#### AUFGABE:
Setze den Urteilstext zur Vergütung der Hemikraniektomie im Anschluss an seinen letzten Satz fort.

#### DOKUMENTTEXT:
Ob eine Koronarangiographie (eine spezielle Form der Röntgenuntersuchung, bei der die Koronararterien abgebildet werden) im Rahmen der Verbringung erbracht werden kann, wird von der Rechtsprechung unterschiedlich bewertet (bejahend: Hessisches LSG, Urteil vom 9. September 2011, L 8 KR 65/10, juris und SG Hannover, Urteil vom 20. Mai 2010, S 10 KR 175/09, juris; ausdrücklich offen gelassen: LSG Saarland, Urteile vom 22. August 2012, L 2 KR 118/09, juris, Rn. 30 und 18. Januar 2012, L 2 KR 45/09, juris, Rn. 28). Die hier streitige Operation ist jedoch mit einer Koronarangiographie nicht vergleichbar. Bei letzterer handelt es sich um eine Standardmaßnahme (vgl. Hessisches LSG, Urteil vom 9. September 2011, L 8 KR 65/10, juris). Bei einer Hemikraniektomie erfolgt eine einseitige Entfernung des Schädeldaches. Mit dieser Operation wird bei einer Erhöhung des Drucks im Schädel (Hirndruck) Raum für das erhöhte Volumen geschaffen. Der entfernte Knochendeckel wird aufbewahrt, um ihn später wieder eingesetzt. Die Konservierung des Knochens kann durch Einpflanzung in die Bauchhöhle oder durch Tiefgefrieren erfolgen (https://de.wikipedia.org/wiki/Kraniektomie). Damit ist eine Hemikraniektomie ein äußerst schwerwiegender Eingriff, der mit einer Koronarangiographie nicht zu vergleichen ist.

Zudem hat die Klinik der Klägerin zum Zeitpunkt der streitigen Behandlung nach ihrem Versorgungsauftrag nicht über eine Fachabteilung Neurochirurgie mit der erforderlichen personellen und sächlichen Ausstattung verfügt, um die hier streitige Operation durchzuführen. Da die Klinik der Beigeladenen eine Leistung außerhalb des damaligen Versorgungsauftrages der Klinik der Klägerin erbracht hat, hatte die Beigeladene einen eigenständigen Vergütungsanspruch (vgl. BSG, Urteil 28. Februar 2007, B 3 KR 17/06 R, juris, Rn. 23, Rn. 23). Dementsprechend hat die Beklagte auch bereits auf die in Rechnung gestellte Forderung der Beigeladenen geleistet.

#### Objektbeschreibungen in Freitext:
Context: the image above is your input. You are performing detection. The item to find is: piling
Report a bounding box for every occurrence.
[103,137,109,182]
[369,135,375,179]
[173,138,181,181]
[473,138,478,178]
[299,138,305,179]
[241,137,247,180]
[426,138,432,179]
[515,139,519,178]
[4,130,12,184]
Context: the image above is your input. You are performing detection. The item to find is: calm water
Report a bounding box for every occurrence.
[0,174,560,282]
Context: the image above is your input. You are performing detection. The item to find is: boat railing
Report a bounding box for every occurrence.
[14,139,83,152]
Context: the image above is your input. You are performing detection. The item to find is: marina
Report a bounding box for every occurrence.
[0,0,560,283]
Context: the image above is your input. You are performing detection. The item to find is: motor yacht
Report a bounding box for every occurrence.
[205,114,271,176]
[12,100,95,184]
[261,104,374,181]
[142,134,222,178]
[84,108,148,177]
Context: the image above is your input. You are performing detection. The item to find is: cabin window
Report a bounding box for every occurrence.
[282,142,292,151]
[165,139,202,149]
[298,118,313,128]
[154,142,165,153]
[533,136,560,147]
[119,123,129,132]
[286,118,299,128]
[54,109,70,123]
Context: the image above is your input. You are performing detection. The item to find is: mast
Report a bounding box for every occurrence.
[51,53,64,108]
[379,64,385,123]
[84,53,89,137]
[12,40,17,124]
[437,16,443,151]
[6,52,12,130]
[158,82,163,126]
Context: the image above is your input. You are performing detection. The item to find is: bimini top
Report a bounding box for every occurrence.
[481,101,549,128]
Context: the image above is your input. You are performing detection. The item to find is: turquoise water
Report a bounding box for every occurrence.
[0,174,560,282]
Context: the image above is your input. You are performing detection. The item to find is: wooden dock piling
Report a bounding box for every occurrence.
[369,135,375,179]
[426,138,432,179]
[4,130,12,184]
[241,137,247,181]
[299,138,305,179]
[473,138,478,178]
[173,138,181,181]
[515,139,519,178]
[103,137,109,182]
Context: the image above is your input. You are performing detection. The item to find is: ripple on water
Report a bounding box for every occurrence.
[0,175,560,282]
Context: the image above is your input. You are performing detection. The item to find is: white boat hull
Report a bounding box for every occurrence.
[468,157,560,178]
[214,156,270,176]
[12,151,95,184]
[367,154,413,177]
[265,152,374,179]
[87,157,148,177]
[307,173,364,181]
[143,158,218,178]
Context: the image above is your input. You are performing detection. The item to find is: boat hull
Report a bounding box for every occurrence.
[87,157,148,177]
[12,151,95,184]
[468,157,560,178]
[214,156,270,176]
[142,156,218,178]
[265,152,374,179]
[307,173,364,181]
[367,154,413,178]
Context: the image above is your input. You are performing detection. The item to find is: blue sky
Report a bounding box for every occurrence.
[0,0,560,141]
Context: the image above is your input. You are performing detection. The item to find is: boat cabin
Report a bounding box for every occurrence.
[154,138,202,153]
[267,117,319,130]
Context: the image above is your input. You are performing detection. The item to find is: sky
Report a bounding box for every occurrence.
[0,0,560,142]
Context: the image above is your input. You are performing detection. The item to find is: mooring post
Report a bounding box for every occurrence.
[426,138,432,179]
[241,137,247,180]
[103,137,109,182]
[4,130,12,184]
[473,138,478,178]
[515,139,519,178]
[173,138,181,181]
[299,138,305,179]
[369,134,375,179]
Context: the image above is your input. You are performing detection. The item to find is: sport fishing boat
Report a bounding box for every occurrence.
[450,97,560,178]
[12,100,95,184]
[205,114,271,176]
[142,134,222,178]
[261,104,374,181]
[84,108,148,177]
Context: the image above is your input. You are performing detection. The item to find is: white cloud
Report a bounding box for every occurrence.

#### ANTWORT ZUR AUFGABE:
Ferner ist unbeachtlich, dass die Rückverlegung noch am Aufnahmetag erfolgt, da der Versicherte durchgehend stationäre Behandlung bedurfte (vgl. LSG Saarland, Urteile vom 22. August 2012, L 2 KR 118/09, juris, Rn. 29 und 18. Januar 2012, L 2 KR 45/09, juris, Rn. 33; a.A. OVG Lüneburg, Urteil vom 12. Juni 2013, 13 LC 174/10, juris).

Das Krankenhaus der Klägerin hat dem beigeladenen Universitätsklinikum auch keinen klaren Einzelauftrag (Dienstvertrag) gegeben, welcher als Indiz für eine Verbringung gewertet werden könnte. Der Dritte im Sinne von § 2 Abs. 2 Satz 2 Nr. 2 KHEntgG muss die Tätigkeit bewusst und zweckgerichtet dem abgebenden Krankenhaus gegenüber erbringen (vgl. LSG Saarland, Urteile vom 22. August 2012, L 2 KR 118/09, juris, Rn. 31 f. und 18. Januar 2012, L 2 KR 45/09, juris, Rn. 28; Korthus, Das Krankenhaus 2013, S. 177; Ricken, Ärztliche Drittleistungen im Rahmen der stationären Versorgung, NZS 2011, 881, 885 f.). Der Neurologe F. vom Krankenhaus der Klägerin hat im Arztbericht vom 6. Dezember 2009 eine Verlegung beschrieben. Das beigeladene Universitätsklinikum wiederum hat im Operationsbericht vom 7. Dezember 2009 den Eingriff als "Notfalleingriff in Geschäftsführung ohne Auftrag" bezeichnet. Damit kann von einer Auftragsleistung im oben genannten Sinne nicht ausgegangen werden. Dies wurde letztendlich auch von den behandelnden Ärzten so bewertet (Arztberichte vom 6. und 28. Dezember 2009, Operationsbericht vom 7. Dezember 2009).

Die Kostenentscheidung beruht auf § 197a SGG i.V.m. § 154 Abs. 1 Verwaltungsgerichtsordnung (VwGO). Dem beigeladenen Klinikum waren keine außergerichtlichen Kosten zu erstatten, da dieses keinen Antrag gestellt hat.

Die Revision war nicht zuzulassen, da die Voraussetzungen von § 160 Abs. 2 SGG nicht vorliegen.

Gemäß § 197a Abs. 1 Satz 1 SGG werden, wenn in einem Verfahren weder der Kläger noch der Beklagte zu den in § 183 SGG genannten kostenrechtlich privilegierten Personen gehört, Kosten nach den Vorschriften des Gerichtskostengesetzes (GKG) erhoben. Da der Antrag der Klägerin eine bezifferte Geldleistung betrifft, ist deren Höhe für die Streitwertfestsetzung maßgebend, (§§ 47, 52 Abs. 3 GKG).